Instruction:
Please copy out the lines below word for word, leaving out the pictures.
────────────────────
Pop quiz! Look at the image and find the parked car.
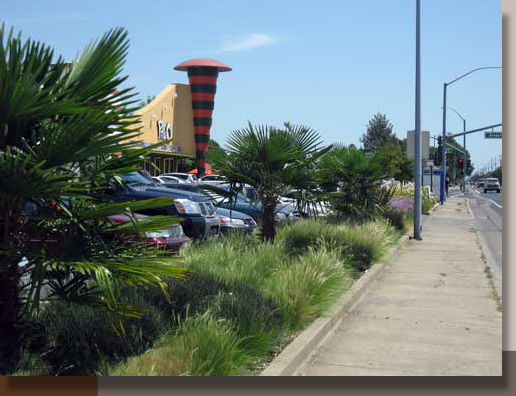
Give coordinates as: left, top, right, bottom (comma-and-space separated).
109, 214, 191, 251
110, 172, 220, 238
151, 176, 187, 184
215, 208, 258, 234
160, 172, 198, 184
484, 177, 500, 193
199, 175, 228, 184
160, 184, 299, 226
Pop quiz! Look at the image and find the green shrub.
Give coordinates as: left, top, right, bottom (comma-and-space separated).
382, 207, 406, 232
109, 311, 247, 376
183, 234, 288, 288
276, 220, 328, 256
329, 220, 395, 272
25, 302, 162, 375
13, 352, 51, 376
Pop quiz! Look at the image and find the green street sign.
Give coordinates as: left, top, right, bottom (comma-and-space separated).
484, 132, 502, 139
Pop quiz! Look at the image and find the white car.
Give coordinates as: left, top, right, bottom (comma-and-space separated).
199, 175, 228, 184
160, 173, 197, 184
152, 176, 186, 184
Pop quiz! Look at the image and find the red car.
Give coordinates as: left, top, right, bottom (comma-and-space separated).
109, 214, 192, 251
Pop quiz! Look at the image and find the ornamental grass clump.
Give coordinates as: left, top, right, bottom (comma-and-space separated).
109, 311, 248, 376
183, 235, 289, 287
264, 247, 352, 329
276, 219, 329, 256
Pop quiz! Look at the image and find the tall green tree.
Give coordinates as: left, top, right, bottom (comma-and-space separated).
360, 113, 398, 152
318, 145, 392, 221
0, 25, 183, 373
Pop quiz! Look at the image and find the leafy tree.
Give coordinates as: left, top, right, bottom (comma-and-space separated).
318, 146, 392, 221
360, 113, 398, 152
211, 123, 324, 241
0, 26, 183, 373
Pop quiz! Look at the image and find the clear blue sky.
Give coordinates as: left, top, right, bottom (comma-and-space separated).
0, 0, 502, 173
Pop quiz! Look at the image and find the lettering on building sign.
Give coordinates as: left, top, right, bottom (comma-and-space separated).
158, 120, 172, 140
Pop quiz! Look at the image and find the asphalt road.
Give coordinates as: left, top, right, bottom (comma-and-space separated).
458, 186, 503, 298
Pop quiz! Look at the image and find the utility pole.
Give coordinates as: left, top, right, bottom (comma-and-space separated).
414, 0, 422, 241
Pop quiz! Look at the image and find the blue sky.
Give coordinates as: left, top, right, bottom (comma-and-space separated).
0, 0, 502, 173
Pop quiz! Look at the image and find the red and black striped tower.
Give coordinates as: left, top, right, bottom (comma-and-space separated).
174, 59, 231, 177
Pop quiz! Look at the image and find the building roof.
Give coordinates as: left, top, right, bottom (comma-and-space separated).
174, 58, 232, 72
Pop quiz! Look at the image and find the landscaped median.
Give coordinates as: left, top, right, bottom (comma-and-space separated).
109, 220, 399, 375
15, 220, 401, 376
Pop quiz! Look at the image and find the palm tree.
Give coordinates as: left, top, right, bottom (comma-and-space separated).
0, 25, 184, 373
210, 123, 323, 241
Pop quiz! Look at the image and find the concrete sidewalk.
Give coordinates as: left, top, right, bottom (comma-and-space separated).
295, 197, 502, 376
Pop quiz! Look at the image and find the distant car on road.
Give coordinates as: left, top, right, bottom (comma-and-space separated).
484, 177, 500, 193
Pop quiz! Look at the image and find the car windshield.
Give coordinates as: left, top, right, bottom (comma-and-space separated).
122, 172, 153, 185
161, 176, 177, 183
162, 173, 188, 180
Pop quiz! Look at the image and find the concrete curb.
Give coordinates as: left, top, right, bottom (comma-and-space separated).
260, 235, 409, 376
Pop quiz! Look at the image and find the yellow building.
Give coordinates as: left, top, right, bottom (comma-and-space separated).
129, 84, 195, 176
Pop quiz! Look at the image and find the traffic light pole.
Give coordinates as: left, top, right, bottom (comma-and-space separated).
462, 120, 468, 194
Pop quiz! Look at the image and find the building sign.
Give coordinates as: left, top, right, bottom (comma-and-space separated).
136, 142, 183, 153
158, 120, 172, 140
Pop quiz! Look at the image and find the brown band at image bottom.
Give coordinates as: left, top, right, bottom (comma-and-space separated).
0, 377, 98, 396
0, 352, 516, 396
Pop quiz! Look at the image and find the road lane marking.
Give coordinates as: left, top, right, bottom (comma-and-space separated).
490, 199, 502, 209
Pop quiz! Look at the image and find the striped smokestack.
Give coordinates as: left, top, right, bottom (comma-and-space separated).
174, 59, 231, 177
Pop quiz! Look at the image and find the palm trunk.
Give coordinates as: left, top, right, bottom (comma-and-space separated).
0, 196, 22, 374
0, 254, 22, 374
262, 202, 276, 242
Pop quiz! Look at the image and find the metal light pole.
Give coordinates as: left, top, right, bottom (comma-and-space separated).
441, 66, 502, 205
414, 0, 421, 241
448, 107, 468, 194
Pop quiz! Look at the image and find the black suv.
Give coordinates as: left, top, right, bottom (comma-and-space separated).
112, 172, 220, 238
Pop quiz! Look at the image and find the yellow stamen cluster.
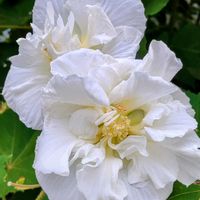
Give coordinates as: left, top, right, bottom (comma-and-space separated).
101, 115, 130, 142
95, 105, 144, 144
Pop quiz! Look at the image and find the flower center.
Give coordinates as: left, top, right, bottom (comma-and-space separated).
95, 105, 144, 144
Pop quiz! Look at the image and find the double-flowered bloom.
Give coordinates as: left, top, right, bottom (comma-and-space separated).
4, 0, 200, 200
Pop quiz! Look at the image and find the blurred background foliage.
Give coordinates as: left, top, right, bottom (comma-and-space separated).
0, 0, 200, 200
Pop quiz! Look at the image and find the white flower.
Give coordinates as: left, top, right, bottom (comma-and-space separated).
34, 41, 200, 200
3, 0, 146, 129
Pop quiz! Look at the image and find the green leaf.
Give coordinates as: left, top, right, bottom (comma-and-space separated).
168, 183, 200, 200
187, 92, 200, 136
0, 110, 37, 197
142, 0, 169, 15
171, 24, 200, 80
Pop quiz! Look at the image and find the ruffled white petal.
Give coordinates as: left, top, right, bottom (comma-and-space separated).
143, 101, 197, 141
77, 157, 127, 200
33, 0, 69, 30
34, 114, 84, 176
3, 66, 50, 130
68, 108, 100, 140
102, 26, 143, 58
36, 166, 86, 200
68, 0, 146, 33
86, 5, 117, 47
88, 66, 122, 94
109, 136, 148, 159
128, 142, 179, 189
51, 49, 116, 77
110, 72, 177, 110
44, 75, 109, 106
139, 40, 182, 81
101, 0, 146, 34
164, 131, 200, 186
124, 179, 173, 200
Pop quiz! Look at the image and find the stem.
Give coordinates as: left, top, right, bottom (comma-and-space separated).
35, 190, 46, 200
0, 25, 31, 30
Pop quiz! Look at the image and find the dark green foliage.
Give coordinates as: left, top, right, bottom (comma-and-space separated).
0, 0, 200, 200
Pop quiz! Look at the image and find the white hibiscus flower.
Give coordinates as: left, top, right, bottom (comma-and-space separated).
3, 0, 146, 129
34, 41, 200, 200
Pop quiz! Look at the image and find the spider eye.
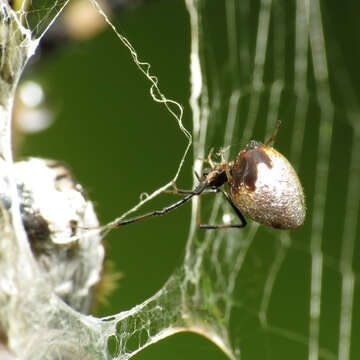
────────────────────
Output for this task:
Pop quiz! Look at the image and find the parked car.
Give coordinates as: left, top, right, bottom (comma-and-space separated).
109, 214, 191, 251
110, 172, 220, 238
151, 176, 187, 184
215, 208, 258, 234
160, 172, 198, 184
484, 177, 500, 193
199, 175, 228, 184
160, 184, 299, 226
Pop quiz! Look at the image and find the green shrub.
Give coordinates as: left, top, right, bottom (comma-and-space separated).
382, 207, 406, 232
109, 311, 247, 376
183, 234, 288, 288
276, 220, 328, 256
329, 220, 395, 272
25, 302, 162, 375
13, 352, 51, 376
Pop quiz! Look at the image and find the green street sign.
Give coordinates as: left, top, right, bottom (comma-and-space separated).
484, 132, 502, 139
Pop quiz! Look at the image and find the white car.
Give coordinates as: left, top, right, bottom (comma-and-space separated).
199, 175, 228, 184
160, 173, 197, 184
152, 176, 186, 184
Pop quiz! Look at the image and find the red car.
Give coordinates as: left, top, right, bottom (comma-and-space separated).
109, 214, 192, 251
Pop quiz! Look at the image and find the ornamental grass clump.
Give coordinates as: left, top, right, bottom (comma-and-space separated).
109, 311, 248, 376
183, 235, 289, 287
264, 247, 352, 329
276, 219, 329, 256
Pop quiz! Look at the image and find the tall green tree.
Give coordinates as: left, top, right, bottom (comma-and-space separated).
360, 113, 398, 152
318, 145, 392, 221
0, 25, 183, 373
Pop quiz! Look at the image and find the leafy tree.
Give coordinates as: left, top, right, bottom (comma-and-space separated).
318, 146, 392, 221
360, 113, 398, 152
211, 123, 324, 241
0, 26, 183, 373
Pop quiz! Look at the image and find the clear blue sky.
Give coordinates as: left, top, right, bottom (comma-and-space separated).
0, 0, 502, 173
Pop quiz! Look at the image and find the lettering on building sign.
Give coordinates as: left, top, right, bottom (comma-and-space separated).
158, 120, 172, 140
Pop quiz! Look at the image and find the asphalt road.
Give coordinates as: left, top, right, bottom (comma-and-space separated).
458, 186, 503, 298
Pop quiz! Look at the image and find the utility pole.
Give coordinates as: left, top, right, bottom (comma-and-space separated).
414, 0, 422, 241
Pop quiz! Look at the image and find the blue sky.
Give coordinates as: left, top, right, bottom (comma-and-space separated).
0, 0, 502, 173
Pop quiz! Look at the image and find the red and black striped tower.
Give coordinates as: left, top, right, bottom (comma-and-space separated).
174, 59, 231, 177
Pop quiz! Look at the image and find the building roof.
Give coordinates as: left, top, right, bottom (comma-and-space separated).
174, 58, 232, 72
Pop quiz! Look at the image and find the landscaped median.
Give coordinates as: left, top, right, bottom (comma-and-space separated).
109, 220, 399, 375
15, 220, 401, 376
Pop quiz! Look at the image and find the palm tree.
Give coordinates as: left, top, right, bottom (comma-and-space separated).
0, 25, 184, 373
210, 123, 323, 241
Pop quiz! Look at the image and find the concrete sidewalk.
Give coordinates as: left, top, right, bottom (comma-and-space separated).
295, 197, 502, 376
Pop quiz! Look at the image and find the distant car on road.
Give coordinates as: left, top, right, bottom (comma-and-space separated).
484, 177, 500, 193
Pop quiz! Look at the image and find the car windshield.
Give coordinates as: left, top, right, bottom (comma-and-space separated).
122, 172, 153, 185
161, 176, 177, 183
162, 173, 188, 180
Pop quiz! Look at the image and find the concrete curb.
Give coordinates as: left, top, right, bottom (comma-and-space separated).
260, 235, 409, 376
Pop quiz! Look at the image and find the yellow building.
Give coordinates as: left, top, right, bottom (comma-and-space separated).
129, 84, 195, 176
Pop quiz! Look at the image and find the traffic light pole.
Give coordinates as: left, top, right, bottom (comma-and-space separated).
462, 120, 468, 194
Pop quiz! Look at the image and find the building sign.
Give coordinates as: left, top, right, bottom (comma-and-space separated).
136, 142, 183, 153
158, 120, 172, 140
Pop quiz! Look at the image and find the brown band at image bottom.
Give coordinates as: left, top, right, bottom (comma-and-space separated).
0, 377, 98, 396
0, 352, 516, 396
Pop quiz! Look at the image and find the road lane marking.
Give coordinates as: left, top, right, bottom (comma-and-space separated).
490, 199, 502, 209
Pop quiz! Look at the image and find the striped smokestack.
Give coordinates as: left, top, right, bottom (comma-and-space separated).
174, 59, 231, 177
Pop quiz! Look at the image and find the palm trunk.
Give coordinates as: left, top, right, bottom (comma-and-space separated).
0, 196, 22, 374
0, 254, 22, 374
262, 202, 276, 242
Pop quiz! Look at the image and find the metal light pole.
Give coordinates as: left, top, right, bottom (comma-and-space separated).
441, 66, 502, 205
414, 0, 421, 241
448, 107, 468, 194
Pop quiz! Look at the image and find the black suv.
Give coordinates as: left, top, right, bottom (comma-and-space separated).
112, 172, 220, 238
Pop quiz! Look at the image and find the yellow stamen cluster.
Give coordinates as: left, top, right, bottom (comma-and-space separated).
101, 115, 130, 142
95, 105, 144, 144
Pop quiz! Look at the image and find the flower center.
Give coordinates as: left, top, right, bottom (comma-and-space separated).
95, 105, 144, 144
Pop quiz! Look at the image and find the double-flowered bloom.
Give coordinates as: left, top, right, bottom (comma-and-space separated).
4, 0, 200, 200
Pop quiz! Look at the image and find the blurred background foliage.
Give coordinates as: left, top, right, bottom (comma-and-space separated).
0, 0, 200, 200
Pop quiz! Look at the image and find the white flower.
Give coordinates as: left, top, right, bottom (comma-and-space separated).
34, 41, 200, 200
3, 0, 146, 129
Pop quiz! Look at the image and find the green leaf.
Give coordinates as: left, top, right, bottom (comma-and-space separated).
168, 183, 200, 200
187, 92, 200, 136
0, 110, 37, 197
142, 0, 169, 15
171, 24, 200, 80
Pop quiz! Look at the image and find the ruffled white petal.
Give coordinates as: left, top, right, bottom (comma-and-space separated).
143, 101, 197, 141
77, 157, 127, 200
33, 0, 69, 30
34, 114, 84, 176
3, 66, 50, 130
68, 108, 100, 140
102, 26, 143, 58
36, 166, 86, 200
68, 0, 146, 33
86, 5, 117, 47
88, 66, 122, 94
109, 136, 148, 159
128, 142, 179, 189
51, 49, 116, 77
110, 72, 177, 110
44, 75, 109, 106
139, 40, 182, 81
101, 0, 146, 34
164, 131, 200, 186
124, 179, 173, 200
Pop quiz! Look at the image and find the stem.
Give coordinates as: left, top, right, bottom (comma-and-space separated).
35, 190, 46, 200
0, 25, 31, 30
Pop quiz! Look at the image and find the dark green foliage.
Give coordinates as: left, top, right, bottom (comma-and-space separated).
0, 0, 200, 200
Pop quiz! Look at the image and find the white hibiscus flower.
Give coordinates as: left, top, right, bottom (comma-and-space separated).
3, 0, 146, 129
34, 41, 200, 200
Pop quiz! Look at the image and find the spider eye.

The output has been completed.